TASK INSTRUCTIONS - Tally the lines below that contain the string "trunk", counting only matches with the same case, and reply with the number alone.

=-=-=

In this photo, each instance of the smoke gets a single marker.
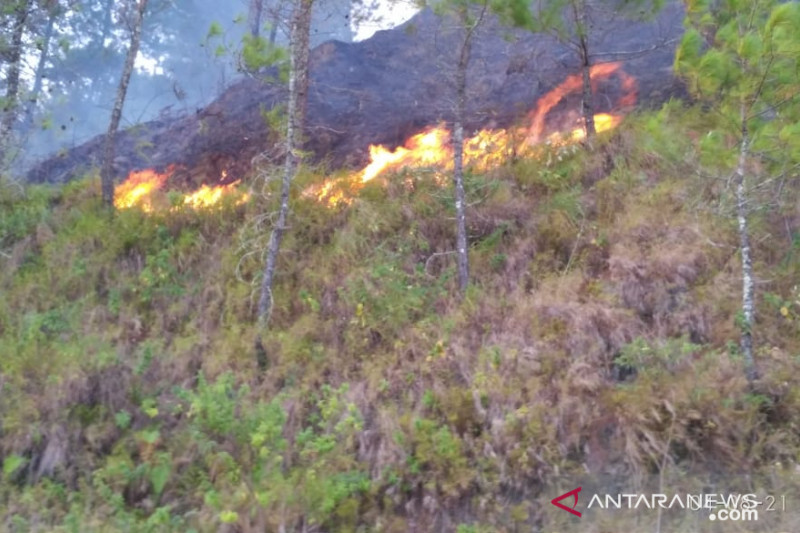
(181, 67)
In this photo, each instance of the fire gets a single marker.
(207, 196)
(138, 189)
(487, 148)
(141, 186)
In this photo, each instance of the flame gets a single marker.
(487, 148)
(141, 186)
(207, 196)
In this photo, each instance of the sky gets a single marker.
(387, 14)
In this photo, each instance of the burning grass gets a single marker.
(486, 149)
(131, 395)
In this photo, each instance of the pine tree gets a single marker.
(742, 59)
(106, 173)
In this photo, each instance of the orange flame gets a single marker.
(487, 148)
(141, 186)
(207, 196)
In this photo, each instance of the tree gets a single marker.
(106, 174)
(741, 59)
(296, 113)
(12, 53)
(576, 24)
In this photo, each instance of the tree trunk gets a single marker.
(106, 173)
(38, 81)
(748, 285)
(298, 94)
(11, 104)
(256, 12)
(458, 160)
(587, 105)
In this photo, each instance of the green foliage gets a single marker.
(133, 337)
(259, 53)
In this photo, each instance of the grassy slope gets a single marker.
(599, 336)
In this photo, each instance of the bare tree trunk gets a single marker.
(458, 162)
(587, 105)
(11, 104)
(106, 173)
(298, 94)
(748, 285)
(256, 13)
(38, 81)
(462, 250)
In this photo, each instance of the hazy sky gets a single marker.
(388, 14)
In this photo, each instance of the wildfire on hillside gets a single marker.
(138, 189)
(141, 186)
(487, 148)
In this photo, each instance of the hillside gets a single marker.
(597, 342)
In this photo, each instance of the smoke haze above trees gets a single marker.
(73, 51)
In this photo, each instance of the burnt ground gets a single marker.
(382, 90)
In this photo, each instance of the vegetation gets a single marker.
(599, 333)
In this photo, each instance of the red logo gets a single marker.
(557, 501)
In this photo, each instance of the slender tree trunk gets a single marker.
(298, 94)
(38, 81)
(256, 12)
(462, 246)
(11, 103)
(587, 105)
(106, 173)
(748, 285)
(458, 161)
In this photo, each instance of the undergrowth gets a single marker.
(599, 336)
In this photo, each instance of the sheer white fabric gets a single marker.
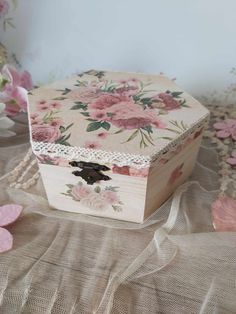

=-=-=

ANSWER IN FULL - 3